Exercise data Start Marker

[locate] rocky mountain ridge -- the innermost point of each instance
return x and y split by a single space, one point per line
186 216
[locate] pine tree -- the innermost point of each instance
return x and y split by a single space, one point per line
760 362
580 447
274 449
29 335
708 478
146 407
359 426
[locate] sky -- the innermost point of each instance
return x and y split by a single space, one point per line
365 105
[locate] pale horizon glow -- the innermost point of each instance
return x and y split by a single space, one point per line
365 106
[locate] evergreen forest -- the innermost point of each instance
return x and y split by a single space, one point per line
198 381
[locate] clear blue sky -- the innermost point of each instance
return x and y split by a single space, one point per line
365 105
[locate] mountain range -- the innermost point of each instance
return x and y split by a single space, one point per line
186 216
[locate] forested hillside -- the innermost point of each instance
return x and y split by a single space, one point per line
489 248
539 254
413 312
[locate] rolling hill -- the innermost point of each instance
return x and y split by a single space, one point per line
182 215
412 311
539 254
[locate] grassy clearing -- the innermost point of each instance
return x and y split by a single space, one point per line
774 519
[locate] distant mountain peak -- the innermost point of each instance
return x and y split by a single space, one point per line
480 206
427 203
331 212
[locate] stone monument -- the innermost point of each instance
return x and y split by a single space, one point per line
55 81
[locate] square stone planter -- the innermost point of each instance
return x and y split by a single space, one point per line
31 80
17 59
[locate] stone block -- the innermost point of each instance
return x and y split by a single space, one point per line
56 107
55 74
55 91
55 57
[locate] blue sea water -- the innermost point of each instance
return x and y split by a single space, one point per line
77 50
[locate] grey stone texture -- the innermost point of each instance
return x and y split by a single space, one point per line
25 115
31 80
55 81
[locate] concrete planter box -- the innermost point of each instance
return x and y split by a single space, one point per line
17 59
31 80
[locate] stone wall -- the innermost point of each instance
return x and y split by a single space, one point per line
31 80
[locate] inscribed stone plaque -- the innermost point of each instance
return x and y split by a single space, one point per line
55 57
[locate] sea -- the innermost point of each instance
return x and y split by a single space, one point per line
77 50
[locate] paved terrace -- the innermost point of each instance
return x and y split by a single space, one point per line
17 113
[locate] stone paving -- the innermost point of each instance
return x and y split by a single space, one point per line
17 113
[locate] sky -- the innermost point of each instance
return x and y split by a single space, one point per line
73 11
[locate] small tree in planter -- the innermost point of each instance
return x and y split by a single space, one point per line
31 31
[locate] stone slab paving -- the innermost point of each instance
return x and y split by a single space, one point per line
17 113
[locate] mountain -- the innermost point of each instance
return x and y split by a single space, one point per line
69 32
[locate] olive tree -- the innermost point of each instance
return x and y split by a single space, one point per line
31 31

Exercise data End Marker

Exercise goal: Among the lines above, which hold the word "paving"? Report each one.

Solution to this problem:
[locate] stone paving -- the innermost point of each instance
[locate] stone slab paving -- the innermost point of each instance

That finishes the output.